Why Every Health Data Scientist Should Know About OMOP CDM
Standardising Healthcare Data
A Key Problem with Healthcare Data
A large issue I struggle with at work is standardising healthcare data.
I gather data from hospitals around the world in an attempt to produce a centralised and unified database for participating hospitals and researchers to benefit from.
Each hospital seems to have it’s own way of recording healthcare data. There are many standards out there which hospitals follow but there is no universal agreement on how healthcare data should be recorded. As a result, I find myself mapping different data collection standards to fit a standard produced by my organisation.
There are many domains in medicine, each of which have specific variables that need to be collected. For example cardiology data collection requires the collection of different variables than oncology or endocrinology. These domain-specific requirements adds a layer of complexity to standardisation, not only do we need to align general health data such as age, sex and BMI, but we must also ensure that the needs of each speciality is sufficiently met.
+++++
→ **STUDY QUESTIONS**
**1.** Answer these from the post on standardizing healthcare data:
(a) Where does the writer gather data from?
(b) Which general health data does the post name as needing alignment?
(c) To fit whose standard does the writer map different data collection standards?
**2.** List every medical domain or specialty named in the post on standardizing healthcare data.
**3.** Switch "cardiology" to "neurology" in the part of the post on standardizing healthcare data that opens with "Each hospital seems" and closes with "is sufficiently met.", then write that part out.
The records below come from a separate source.
+++++
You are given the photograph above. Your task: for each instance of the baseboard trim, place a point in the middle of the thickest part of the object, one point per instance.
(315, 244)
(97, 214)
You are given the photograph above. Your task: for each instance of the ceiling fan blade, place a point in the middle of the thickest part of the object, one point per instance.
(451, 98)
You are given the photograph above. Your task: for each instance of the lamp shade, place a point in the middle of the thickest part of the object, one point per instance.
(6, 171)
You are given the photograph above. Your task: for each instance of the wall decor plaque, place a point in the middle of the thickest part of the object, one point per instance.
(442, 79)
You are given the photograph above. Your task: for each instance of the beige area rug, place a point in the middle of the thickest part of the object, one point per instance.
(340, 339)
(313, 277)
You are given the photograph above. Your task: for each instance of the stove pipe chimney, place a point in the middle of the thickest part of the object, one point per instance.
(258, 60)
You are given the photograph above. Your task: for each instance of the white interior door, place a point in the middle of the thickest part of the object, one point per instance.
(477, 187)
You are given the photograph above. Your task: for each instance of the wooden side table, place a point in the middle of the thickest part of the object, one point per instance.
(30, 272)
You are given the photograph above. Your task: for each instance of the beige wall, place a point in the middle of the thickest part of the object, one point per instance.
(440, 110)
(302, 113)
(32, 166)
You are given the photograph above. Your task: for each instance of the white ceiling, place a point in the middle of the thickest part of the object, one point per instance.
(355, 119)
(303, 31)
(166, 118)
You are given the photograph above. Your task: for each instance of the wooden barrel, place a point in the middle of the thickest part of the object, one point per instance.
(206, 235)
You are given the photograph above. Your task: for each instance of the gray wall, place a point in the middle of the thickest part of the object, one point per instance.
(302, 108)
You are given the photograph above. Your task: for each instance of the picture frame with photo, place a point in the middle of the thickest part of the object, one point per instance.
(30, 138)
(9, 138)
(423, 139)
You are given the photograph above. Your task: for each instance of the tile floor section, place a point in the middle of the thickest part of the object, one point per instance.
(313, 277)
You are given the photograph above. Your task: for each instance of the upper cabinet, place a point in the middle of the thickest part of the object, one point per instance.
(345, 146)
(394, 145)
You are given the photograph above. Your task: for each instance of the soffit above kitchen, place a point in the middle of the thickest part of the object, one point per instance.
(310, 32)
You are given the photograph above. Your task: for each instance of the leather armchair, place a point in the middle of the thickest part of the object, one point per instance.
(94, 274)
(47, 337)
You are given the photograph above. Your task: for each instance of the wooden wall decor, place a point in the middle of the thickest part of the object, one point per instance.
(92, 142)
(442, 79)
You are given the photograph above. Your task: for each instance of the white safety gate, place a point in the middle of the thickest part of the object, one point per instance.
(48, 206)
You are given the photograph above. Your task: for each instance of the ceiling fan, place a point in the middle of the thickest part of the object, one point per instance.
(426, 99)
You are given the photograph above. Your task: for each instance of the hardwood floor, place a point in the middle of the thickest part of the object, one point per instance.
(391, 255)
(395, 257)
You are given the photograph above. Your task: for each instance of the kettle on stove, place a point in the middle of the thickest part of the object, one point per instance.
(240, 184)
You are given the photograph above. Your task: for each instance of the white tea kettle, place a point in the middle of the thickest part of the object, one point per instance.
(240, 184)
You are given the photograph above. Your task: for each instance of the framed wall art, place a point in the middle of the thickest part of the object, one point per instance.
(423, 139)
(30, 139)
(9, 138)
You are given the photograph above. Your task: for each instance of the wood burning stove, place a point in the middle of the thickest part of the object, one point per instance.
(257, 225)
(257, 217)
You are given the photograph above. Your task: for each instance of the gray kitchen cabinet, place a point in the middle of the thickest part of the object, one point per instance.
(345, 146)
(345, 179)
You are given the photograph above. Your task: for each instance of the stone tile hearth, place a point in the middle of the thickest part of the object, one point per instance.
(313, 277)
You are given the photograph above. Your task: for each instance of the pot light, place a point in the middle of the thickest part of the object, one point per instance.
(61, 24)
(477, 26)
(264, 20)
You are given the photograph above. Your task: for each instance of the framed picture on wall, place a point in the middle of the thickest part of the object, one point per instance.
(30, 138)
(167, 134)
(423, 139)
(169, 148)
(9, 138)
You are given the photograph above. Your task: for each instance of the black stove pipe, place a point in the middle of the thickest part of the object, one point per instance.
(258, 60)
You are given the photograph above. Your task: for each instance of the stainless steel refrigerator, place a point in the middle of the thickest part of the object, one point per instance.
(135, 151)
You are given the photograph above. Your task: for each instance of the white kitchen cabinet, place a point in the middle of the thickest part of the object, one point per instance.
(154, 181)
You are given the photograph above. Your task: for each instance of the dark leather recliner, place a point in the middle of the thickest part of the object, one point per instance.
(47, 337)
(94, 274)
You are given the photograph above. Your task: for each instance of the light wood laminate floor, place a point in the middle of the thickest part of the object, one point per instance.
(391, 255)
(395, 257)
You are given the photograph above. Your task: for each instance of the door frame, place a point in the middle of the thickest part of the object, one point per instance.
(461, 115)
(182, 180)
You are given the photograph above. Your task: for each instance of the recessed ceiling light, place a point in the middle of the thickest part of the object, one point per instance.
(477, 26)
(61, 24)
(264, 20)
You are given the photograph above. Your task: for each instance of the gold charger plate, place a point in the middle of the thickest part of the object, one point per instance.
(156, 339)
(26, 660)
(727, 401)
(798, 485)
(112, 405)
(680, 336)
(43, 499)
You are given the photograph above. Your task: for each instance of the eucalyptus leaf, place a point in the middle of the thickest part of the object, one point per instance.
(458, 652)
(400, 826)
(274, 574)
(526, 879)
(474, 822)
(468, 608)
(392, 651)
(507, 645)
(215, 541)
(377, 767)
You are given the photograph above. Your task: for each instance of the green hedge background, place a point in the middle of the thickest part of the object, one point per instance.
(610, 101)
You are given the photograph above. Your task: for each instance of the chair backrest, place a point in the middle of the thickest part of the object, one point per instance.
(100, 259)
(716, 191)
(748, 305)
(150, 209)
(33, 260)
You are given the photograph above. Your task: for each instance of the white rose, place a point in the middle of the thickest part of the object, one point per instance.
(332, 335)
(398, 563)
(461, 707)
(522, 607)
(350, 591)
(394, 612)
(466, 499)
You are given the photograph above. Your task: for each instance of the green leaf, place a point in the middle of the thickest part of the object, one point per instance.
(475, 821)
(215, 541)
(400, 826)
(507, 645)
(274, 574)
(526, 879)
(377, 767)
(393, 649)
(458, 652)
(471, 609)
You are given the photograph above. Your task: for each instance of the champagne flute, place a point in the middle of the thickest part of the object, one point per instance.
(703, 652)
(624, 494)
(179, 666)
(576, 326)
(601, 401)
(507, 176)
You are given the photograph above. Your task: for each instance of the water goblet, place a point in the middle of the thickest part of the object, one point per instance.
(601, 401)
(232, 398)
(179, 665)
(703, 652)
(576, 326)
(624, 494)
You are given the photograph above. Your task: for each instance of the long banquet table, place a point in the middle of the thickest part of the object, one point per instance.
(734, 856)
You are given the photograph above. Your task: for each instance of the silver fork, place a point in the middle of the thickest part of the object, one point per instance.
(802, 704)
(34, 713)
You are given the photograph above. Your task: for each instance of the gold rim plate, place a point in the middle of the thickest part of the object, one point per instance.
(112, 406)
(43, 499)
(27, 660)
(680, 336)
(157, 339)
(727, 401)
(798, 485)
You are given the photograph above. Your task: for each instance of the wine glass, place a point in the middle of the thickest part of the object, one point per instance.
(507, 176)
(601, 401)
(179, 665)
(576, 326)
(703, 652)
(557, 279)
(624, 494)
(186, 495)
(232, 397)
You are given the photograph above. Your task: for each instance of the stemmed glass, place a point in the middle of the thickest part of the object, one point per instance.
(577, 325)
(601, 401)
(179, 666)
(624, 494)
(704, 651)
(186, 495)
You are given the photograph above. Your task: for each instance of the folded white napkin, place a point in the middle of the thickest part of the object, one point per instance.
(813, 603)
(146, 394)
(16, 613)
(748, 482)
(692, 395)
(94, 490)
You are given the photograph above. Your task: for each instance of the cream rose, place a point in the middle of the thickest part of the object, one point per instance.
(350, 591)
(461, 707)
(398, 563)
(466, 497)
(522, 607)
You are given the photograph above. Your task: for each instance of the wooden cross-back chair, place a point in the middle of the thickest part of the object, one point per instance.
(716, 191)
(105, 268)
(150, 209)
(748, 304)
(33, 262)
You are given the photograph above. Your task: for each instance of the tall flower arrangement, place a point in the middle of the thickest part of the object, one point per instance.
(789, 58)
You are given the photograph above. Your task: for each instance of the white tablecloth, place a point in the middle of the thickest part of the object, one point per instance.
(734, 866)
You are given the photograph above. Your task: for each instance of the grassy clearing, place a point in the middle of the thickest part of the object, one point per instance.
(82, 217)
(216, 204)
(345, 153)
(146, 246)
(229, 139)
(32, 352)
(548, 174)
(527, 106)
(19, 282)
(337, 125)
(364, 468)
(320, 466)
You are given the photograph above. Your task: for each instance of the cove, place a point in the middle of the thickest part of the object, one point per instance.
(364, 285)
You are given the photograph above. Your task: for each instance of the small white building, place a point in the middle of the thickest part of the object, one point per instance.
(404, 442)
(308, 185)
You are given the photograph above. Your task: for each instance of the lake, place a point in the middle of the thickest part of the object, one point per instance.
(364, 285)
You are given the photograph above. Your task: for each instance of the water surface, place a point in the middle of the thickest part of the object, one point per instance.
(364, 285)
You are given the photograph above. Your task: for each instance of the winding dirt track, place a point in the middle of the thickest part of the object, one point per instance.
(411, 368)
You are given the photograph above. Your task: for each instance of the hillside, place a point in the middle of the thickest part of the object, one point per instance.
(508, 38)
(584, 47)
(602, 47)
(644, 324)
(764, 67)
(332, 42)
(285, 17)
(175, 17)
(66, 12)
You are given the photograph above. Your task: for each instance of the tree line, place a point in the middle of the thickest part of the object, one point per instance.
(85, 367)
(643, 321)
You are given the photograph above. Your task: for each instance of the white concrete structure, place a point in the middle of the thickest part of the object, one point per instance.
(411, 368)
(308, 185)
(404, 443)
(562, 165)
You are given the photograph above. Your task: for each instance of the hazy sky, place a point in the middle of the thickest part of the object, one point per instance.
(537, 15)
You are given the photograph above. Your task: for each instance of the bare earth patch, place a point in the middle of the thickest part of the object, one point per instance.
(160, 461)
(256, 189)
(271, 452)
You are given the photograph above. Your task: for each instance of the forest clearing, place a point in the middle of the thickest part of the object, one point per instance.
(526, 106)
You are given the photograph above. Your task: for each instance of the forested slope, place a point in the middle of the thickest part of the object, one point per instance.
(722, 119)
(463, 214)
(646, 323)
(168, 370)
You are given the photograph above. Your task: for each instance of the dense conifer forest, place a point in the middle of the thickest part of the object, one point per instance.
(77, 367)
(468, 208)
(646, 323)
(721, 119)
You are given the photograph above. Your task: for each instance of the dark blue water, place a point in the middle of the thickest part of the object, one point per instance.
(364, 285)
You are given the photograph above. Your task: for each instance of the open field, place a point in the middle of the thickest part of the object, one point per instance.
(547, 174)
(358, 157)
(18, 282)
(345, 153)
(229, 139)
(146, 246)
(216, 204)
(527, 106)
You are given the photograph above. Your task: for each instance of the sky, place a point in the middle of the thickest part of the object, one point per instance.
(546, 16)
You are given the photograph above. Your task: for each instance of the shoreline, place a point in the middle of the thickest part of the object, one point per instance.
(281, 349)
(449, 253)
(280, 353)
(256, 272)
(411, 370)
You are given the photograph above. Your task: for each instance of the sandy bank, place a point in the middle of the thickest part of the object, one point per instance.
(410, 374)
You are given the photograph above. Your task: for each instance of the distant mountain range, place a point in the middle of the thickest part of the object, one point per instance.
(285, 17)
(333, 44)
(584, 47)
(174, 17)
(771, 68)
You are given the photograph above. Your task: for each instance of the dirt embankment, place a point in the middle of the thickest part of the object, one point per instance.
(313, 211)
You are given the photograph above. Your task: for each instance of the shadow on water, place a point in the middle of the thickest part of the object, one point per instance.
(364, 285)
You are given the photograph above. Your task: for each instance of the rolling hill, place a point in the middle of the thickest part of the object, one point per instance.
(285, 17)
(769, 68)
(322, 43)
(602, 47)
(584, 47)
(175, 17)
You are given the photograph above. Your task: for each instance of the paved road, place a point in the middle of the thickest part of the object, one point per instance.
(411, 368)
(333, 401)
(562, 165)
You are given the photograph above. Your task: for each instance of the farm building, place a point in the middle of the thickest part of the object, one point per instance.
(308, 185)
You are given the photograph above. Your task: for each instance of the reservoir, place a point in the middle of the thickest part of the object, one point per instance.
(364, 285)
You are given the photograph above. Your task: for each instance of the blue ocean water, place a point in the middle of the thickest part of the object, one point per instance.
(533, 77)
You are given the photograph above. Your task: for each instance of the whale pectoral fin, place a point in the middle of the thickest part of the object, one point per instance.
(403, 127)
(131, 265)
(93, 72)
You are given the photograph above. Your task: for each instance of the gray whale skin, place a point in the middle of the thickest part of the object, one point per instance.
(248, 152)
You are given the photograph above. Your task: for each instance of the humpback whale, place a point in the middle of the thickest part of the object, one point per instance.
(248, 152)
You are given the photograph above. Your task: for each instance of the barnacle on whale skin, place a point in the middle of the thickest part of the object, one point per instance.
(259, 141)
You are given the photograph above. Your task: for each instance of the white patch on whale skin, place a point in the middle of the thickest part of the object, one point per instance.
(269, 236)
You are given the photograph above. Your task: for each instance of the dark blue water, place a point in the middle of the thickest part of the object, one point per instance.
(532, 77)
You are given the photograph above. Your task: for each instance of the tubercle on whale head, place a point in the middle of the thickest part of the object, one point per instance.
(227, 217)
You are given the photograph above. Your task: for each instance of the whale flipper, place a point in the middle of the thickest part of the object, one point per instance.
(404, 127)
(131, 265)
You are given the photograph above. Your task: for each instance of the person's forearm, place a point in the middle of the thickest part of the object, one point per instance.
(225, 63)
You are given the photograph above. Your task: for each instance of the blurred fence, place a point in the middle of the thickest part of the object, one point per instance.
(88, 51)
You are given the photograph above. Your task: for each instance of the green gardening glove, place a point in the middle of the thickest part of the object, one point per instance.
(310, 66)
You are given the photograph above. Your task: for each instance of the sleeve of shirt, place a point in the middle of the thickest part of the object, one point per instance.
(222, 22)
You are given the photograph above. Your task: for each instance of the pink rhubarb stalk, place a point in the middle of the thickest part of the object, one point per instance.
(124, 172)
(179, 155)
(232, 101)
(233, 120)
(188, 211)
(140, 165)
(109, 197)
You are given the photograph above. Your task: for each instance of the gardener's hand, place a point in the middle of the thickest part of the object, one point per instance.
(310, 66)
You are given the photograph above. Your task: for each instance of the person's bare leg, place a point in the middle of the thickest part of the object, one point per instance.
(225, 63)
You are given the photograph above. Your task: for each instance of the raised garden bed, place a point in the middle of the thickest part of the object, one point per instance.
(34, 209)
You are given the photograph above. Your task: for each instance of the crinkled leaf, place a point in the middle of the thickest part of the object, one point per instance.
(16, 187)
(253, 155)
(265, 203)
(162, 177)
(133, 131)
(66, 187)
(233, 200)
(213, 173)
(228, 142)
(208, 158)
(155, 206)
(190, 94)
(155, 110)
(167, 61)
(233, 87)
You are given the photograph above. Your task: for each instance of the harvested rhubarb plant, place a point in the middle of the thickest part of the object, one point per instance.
+++++
→ **SOLUTIONS FOR EACH TASK**
**1.**
(a) From hospitals around the world.
(b) Age, sex and BMI.
(c) A standard produced by the writer's organization.

**2.** Cardiology, oncology, endocrinology

**3.**
Each hospital seems to have it’s own way of recording healthcare data. There are many standards out there which hospitals follow but there is no universal agreement on how healthcare data should be recorded. As a result, I find myself mapping different data collection standards to fit a standard produced by my organisation.
There are many domains in medicine, each of which have specific variables that need to be collected. For example neurology data collection requires the collection of different variables than oncology or endocrinology. These domain-specific requirements adds a layer of complexity to standardisation, not only do we need to align general health data such as age, sex and BMI, but we must also ensure that the needs of each speciality is sufficiently met.